__DATA FOR THE TASK__:
··········

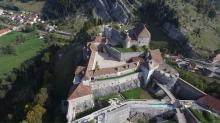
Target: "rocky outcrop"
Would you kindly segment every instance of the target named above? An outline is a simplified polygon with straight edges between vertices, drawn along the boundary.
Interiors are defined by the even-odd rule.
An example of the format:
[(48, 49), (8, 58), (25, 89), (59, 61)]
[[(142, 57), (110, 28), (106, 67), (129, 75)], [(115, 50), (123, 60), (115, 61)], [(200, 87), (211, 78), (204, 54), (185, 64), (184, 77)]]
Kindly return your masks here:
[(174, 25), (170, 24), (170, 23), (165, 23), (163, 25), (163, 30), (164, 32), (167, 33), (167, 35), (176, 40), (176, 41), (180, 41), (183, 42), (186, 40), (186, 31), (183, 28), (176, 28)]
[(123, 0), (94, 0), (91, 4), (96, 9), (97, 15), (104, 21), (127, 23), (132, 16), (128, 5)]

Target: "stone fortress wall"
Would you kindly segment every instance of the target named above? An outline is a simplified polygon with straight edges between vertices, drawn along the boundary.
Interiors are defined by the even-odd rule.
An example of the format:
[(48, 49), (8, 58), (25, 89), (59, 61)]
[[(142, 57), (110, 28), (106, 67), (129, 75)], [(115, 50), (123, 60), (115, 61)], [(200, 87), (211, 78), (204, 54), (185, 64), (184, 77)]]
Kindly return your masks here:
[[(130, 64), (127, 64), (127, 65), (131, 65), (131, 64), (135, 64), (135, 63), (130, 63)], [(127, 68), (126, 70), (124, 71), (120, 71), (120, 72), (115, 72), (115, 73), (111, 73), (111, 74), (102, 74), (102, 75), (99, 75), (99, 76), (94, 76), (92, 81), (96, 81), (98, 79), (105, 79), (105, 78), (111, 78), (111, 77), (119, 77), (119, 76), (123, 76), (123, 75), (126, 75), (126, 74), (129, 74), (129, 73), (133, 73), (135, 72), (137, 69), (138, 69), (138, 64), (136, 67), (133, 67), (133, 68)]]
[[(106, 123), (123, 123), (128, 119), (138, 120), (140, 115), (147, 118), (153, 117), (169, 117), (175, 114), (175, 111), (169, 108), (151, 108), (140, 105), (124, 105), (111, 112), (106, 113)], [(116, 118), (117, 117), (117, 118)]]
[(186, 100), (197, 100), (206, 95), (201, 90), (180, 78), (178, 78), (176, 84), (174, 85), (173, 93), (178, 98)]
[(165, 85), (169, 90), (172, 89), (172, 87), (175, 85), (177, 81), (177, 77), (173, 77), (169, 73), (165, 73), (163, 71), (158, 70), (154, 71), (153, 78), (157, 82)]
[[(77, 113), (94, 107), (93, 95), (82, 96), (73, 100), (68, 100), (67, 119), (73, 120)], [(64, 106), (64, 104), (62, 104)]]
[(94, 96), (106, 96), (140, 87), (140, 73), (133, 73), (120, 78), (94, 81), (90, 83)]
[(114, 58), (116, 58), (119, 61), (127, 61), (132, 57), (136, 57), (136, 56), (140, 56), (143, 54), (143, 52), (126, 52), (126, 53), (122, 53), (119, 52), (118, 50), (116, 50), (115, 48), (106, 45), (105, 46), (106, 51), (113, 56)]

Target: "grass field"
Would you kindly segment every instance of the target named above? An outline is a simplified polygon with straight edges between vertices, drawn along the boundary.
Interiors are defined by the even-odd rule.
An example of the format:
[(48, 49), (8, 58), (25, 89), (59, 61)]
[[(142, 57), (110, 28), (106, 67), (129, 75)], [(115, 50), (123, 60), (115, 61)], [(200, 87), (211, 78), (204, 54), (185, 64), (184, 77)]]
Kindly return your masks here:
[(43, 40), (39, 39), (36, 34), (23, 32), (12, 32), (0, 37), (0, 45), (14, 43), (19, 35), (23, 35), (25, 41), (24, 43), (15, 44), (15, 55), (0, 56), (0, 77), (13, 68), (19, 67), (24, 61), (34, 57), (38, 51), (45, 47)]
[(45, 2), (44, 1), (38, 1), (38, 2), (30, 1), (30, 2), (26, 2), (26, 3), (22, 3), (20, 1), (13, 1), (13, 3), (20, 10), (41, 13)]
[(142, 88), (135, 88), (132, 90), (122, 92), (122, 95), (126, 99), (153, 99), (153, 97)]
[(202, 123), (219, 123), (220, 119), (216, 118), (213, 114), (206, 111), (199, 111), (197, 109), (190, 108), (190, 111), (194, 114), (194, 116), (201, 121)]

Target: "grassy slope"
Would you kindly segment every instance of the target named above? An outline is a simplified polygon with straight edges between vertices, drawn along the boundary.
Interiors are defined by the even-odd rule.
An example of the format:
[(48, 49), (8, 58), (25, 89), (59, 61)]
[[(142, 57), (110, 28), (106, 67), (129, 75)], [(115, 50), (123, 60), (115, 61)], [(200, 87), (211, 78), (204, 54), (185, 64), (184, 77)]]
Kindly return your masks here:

··········

__EXERCISE TASK__: Could you repeat the records word for word, from the start through the line that contains "16), (128, 5)]", including that line, and leave out the picture?

__SOLUTION BELOW__:
Target: "rocky outcrop"
Would you kindly segment every instance of the target named above? An outline is a simplified polygon with straight edges between vertices, drawn along the boundary.
Interiors are defined by the even-odd rule.
An example of the format:
[(48, 49), (8, 58), (25, 89), (59, 61)]
[[(142, 57), (110, 28), (106, 67), (129, 75)], [(115, 50), (123, 60), (115, 61)], [(200, 87), (211, 78), (204, 54), (185, 64), (184, 77)]]
Kindly return your masks here:
[(174, 25), (170, 24), (170, 23), (165, 23), (163, 25), (163, 30), (164, 32), (167, 33), (167, 35), (176, 40), (176, 41), (180, 41), (183, 42), (186, 40), (186, 31), (183, 28), (176, 28)]
[(123, 0), (94, 0), (91, 4), (96, 9), (97, 15), (104, 21), (127, 23), (132, 16), (128, 5)]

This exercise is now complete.